Short problem:
Turn every line of the items below into a Markdown table with two columns, "Row" for the row number and "Item line" for the line itself, skipping blank lines. Leave the pictures out of your answer.
-- start Records to process --
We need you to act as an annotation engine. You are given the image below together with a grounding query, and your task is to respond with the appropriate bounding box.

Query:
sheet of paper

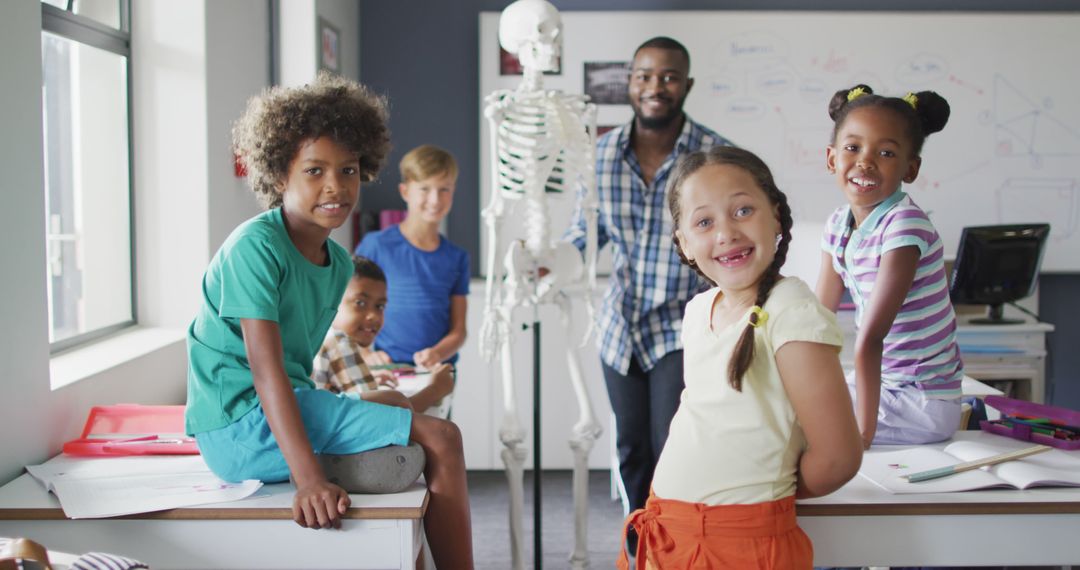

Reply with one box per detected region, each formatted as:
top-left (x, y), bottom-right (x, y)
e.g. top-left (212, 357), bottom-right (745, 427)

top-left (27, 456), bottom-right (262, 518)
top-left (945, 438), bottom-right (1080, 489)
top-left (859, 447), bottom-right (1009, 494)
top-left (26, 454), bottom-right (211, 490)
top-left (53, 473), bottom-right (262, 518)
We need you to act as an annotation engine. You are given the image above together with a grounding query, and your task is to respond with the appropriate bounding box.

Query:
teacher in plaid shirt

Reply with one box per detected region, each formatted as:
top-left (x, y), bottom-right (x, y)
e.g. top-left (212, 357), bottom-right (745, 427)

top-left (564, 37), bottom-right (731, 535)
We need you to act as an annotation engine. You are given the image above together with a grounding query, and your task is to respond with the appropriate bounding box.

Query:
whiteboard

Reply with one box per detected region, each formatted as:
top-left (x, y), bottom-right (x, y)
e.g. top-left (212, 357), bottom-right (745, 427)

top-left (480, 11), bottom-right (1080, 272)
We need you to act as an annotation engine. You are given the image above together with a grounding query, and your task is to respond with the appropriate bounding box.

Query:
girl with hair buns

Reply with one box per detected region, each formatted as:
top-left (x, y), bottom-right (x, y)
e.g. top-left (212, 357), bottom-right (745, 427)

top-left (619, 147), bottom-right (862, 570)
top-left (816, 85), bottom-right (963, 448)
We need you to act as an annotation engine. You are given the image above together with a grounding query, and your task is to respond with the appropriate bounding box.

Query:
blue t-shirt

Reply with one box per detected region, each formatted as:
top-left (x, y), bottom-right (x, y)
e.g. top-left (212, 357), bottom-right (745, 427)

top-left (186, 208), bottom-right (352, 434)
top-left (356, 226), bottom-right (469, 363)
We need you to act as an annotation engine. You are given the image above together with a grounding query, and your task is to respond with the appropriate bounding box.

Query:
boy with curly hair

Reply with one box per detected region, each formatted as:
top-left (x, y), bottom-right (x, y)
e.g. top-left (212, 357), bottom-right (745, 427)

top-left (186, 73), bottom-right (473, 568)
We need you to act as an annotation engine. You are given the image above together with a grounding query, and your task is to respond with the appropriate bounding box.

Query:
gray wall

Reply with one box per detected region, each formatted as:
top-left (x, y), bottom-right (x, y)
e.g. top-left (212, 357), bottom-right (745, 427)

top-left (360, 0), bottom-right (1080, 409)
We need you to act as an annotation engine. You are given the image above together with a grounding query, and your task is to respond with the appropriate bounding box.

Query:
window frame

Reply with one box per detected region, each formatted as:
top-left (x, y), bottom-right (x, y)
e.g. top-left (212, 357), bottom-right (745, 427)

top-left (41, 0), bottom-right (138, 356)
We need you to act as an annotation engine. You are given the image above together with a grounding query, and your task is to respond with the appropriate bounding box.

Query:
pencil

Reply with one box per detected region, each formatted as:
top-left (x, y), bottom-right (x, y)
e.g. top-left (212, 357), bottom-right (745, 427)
-- end Records to process --
Task solution:
| Row | Item line |
|---|---|
| 1 | We need you to act as an annotation engine. You are given the image below together with a grounding query, and your task is to respond with the appropriate bounding box. |
| 2 | Query: |
| 3 | sheet of paper |
| 4 | Reply with one box per detected region, each formatted as: |
| 5 | top-left (x, y), bottom-right (x, y) |
| 6 | e.g. top-left (212, 357), bottom-right (745, 427) |
| 7 | top-left (27, 456), bottom-right (262, 518) |
| 8 | top-left (945, 438), bottom-right (1080, 489) |
| 9 | top-left (859, 447), bottom-right (1009, 494) |
| 10 | top-left (26, 454), bottom-right (211, 490) |
| 11 | top-left (53, 473), bottom-right (262, 518) |
| 12 | We need you to act as an annotation engine. You are given the image above together with a grounding query, and your task is to respond with the appropriate bounding box. |
| 13 | Query: |
| 14 | teacher in plaid shirt |
| 15 | Reply with one box per detected region, each formatted as: |
| 16 | top-left (x, y), bottom-right (x, y) |
| 17 | e.g. top-left (212, 357), bottom-right (745, 427) |
| 18 | top-left (564, 37), bottom-right (731, 535) |
| 19 | We need you to act as an annotation engine. You are given the image above together with a grounding query, and your task is to respond with the appropriate bounding box. |
| 20 | Query: |
| 21 | whiteboard |
| 22 | Reply with one box per detected region, each formatted as: |
| 23 | top-left (x, y), bottom-right (x, y) |
| 24 | e.g. top-left (212, 357), bottom-right (745, 427) |
| 25 | top-left (480, 11), bottom-right (1080, 272) |
| 26 | We need you to act as an annotation engine. You are given the image above together with a grounding query, and your task is to respond with the appropriate bounding box. |
| 27 | Query: |
| 28 | girl with hair buns |
| 29 | Reply with one box per detected region, each formatted as: |
| 30 | top-left (x, y), bottom-right (x, y) |
| 31 | e.g. top-left (212, 357), bottom-right (745, 427) |
| 32 | top-left (619, 147), bottom-right (862, 570) |
| 33 | top-left (816, 85), bottom-right (963, 448) |
| 34 | We need you to act as an annotation engine. You are given the image above together with a grounding query, and your task is to respond with the appropriate bounding box. |
| 35 | Query: |
| 36 | blue t-shirt |
| 37 | Reply with one box per detected region, each formatted as: |
| 38 | top-left (x, y), bottom-right (x, y) |
| 39 | e.g. top-left (212, 357), bottom-right (745, 427) |
| 40 | top-left (186, 208), bottom-right (352, 434) |
| 41 | top-left (356, 226), bottom-right (469, 363) |
| 42 | We need you to act as an annotation engine. You are given the image above together with a grounding query, and your task is to respond with the appropriate bounding box. |
| 43 | Query: |
| 44 | boy with curly hair |
| 45 | Reply with one box per detected region, each formatted as: |
| 46 | top-left (x, y), bottom-right (x, y) |
| 47 | e.g. top-left (212, 357), bottom-right (745, 427) |
| 48 | top-left (186, 73), bottom-right (473, 568) |
| 49 | We need you to act as an annotation engine. You are given the image above together with a grounding query, and your task is to respond with the appropriate bounding box. |
| 50 | Query: |
| 51 | gray wall |
| 52 | Reply with one box per detected region, each formatted as: |
| 53 | top-left (x, y), bottom-right (x, y) |
| 54 | e.g. top-left (212, 357), bottom-right (745, 427) |
| 55 | top-left (360, 0), bottom-right (1080, 409) |
| 56 | We need you to act as an annotation engine. You are given the image above together with a grounding query, and your task is to respond with the appropriate bounding box. |
| 57 | Query: |
| 58 | window frame |
| 59 | Reply with one box per detected region, each formatted as: |
| 60 | top-left (x, y), bottom-right (x, y) |
| 61 | e.g. top-left (212, 357), bottom-right (745, 427) |
| 62 | top-left (41, 0), bottom-right (138, 356) |
| 63 | We need you to act as an annotation engine. You are given the image above together with a grounding query, and your task is to respond with the appropriate bounding box. |
| 64 | Query: |
| 65 | pencil |
| 66 | Reply with one box per detected region, each formatted as: |
| 67 | top-left (x, y), bottom-right (x, y) |
| 68 | e.g. top-left (212, 357), bottom-right (745, 427) |